• **WHAT IS ASKED**:
Pick out each row below that contains the word "spoon" and copy those rows in full.

• **INFORMATION SUPPLIED**:
◇ ◇ ◇ ◇ ◇

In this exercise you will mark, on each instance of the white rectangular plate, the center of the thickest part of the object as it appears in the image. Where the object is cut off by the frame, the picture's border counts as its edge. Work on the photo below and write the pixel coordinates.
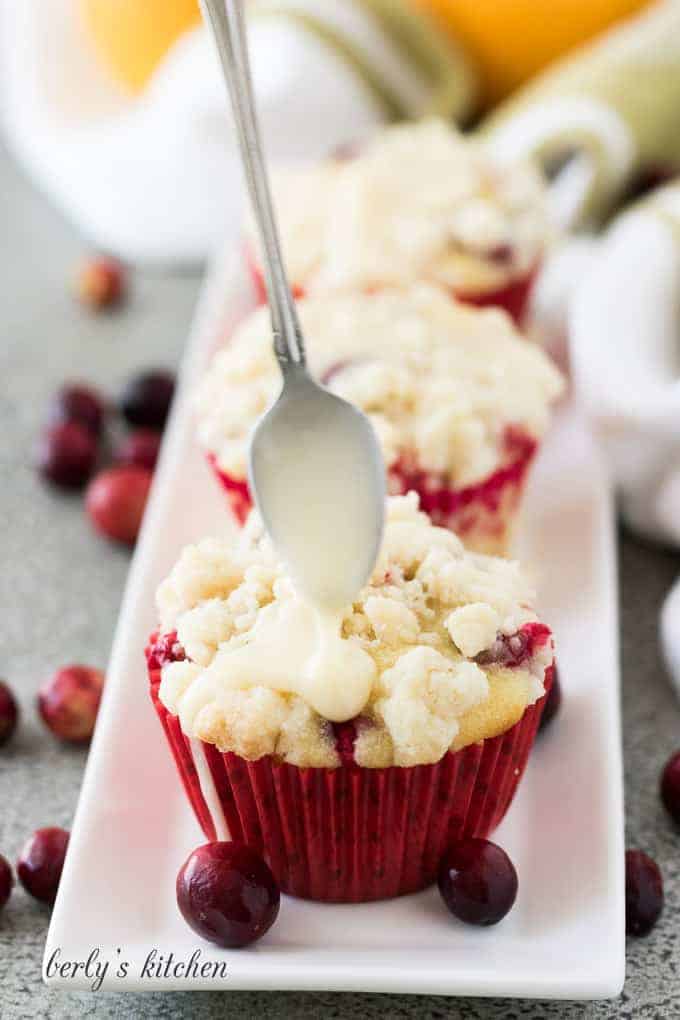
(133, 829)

◇ ◇ ◇ ◇ ◇

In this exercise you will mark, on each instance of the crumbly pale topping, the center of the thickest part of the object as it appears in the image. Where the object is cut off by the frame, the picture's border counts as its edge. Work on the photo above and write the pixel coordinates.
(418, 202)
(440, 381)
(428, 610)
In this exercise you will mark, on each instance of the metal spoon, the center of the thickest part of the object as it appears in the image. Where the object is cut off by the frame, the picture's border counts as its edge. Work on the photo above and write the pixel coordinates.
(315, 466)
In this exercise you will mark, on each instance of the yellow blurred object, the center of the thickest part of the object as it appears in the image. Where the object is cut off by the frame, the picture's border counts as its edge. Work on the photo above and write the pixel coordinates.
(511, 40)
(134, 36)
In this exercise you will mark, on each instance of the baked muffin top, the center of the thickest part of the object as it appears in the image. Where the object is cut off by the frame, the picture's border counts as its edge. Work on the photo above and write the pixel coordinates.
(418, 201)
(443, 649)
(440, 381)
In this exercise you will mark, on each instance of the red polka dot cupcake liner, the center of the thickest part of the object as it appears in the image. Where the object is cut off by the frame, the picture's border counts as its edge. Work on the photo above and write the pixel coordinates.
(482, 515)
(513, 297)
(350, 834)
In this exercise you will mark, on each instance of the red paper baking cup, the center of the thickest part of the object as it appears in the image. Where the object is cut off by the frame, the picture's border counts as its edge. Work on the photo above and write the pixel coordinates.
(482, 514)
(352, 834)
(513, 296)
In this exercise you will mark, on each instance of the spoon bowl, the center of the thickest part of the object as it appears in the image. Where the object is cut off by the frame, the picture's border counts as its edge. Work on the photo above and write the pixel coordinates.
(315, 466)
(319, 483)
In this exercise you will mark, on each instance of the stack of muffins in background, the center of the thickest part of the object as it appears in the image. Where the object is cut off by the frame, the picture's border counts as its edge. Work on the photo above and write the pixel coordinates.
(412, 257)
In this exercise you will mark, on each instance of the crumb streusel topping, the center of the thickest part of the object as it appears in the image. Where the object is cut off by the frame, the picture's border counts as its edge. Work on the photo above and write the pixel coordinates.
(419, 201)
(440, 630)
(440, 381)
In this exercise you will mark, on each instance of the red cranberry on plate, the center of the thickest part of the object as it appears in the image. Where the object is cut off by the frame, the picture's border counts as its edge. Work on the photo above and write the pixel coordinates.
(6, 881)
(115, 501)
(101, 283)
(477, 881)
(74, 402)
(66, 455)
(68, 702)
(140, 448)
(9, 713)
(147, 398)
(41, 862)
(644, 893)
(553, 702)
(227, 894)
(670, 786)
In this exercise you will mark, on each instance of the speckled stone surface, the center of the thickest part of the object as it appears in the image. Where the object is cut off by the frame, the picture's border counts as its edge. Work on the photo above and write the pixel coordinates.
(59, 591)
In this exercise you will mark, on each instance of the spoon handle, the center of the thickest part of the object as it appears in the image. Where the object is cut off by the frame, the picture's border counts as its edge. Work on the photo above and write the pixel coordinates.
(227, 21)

◇ ◇ ◇ ◇ ◇

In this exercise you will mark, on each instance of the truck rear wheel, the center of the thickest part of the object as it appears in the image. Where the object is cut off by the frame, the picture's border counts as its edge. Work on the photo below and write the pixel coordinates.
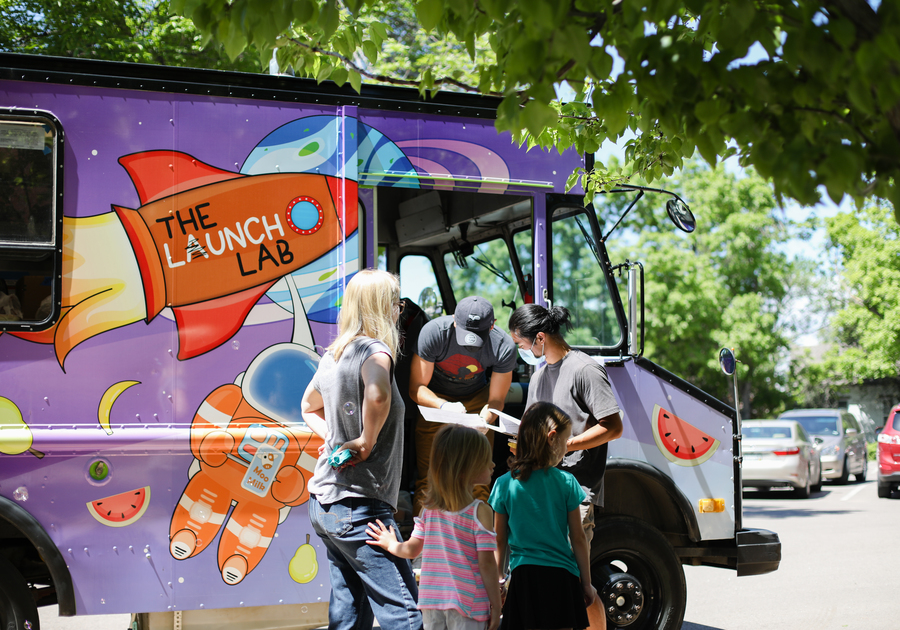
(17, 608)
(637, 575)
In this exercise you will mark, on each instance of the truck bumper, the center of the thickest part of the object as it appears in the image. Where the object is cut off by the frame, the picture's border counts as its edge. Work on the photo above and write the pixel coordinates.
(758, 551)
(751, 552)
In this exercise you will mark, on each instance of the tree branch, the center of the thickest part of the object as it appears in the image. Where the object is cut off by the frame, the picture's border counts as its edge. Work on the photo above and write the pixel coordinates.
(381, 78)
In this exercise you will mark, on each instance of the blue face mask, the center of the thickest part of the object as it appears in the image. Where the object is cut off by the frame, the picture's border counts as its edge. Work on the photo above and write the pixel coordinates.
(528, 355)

◇ ◇ ◇ ◇ ◇

• **EXERCISE SOLUTION**:
In this exercise you will mark, on each instance of the metal spoon, the center of the thickest part of the object as it appears in the image. Where the object is cut off by the frame, the picture's border counts as its edge. Work on the photo above and write the pixel coordinates.
In this exercise you will mark, on each instance of the spoon bowl, the center of the thickest part of the object as it appears in the image. Where the object is cut off by the frame, the picture's border counts as its edge. Work on the photo above and write the pixel coordinates.
In this exercise you will mark, on each instance of the spoon handle, the center of the thickest part of the object as it appears in the image. Where the object is cut off by the frame, the picture's border counts as its edge. Work on the photo above and write the pixel coordinates.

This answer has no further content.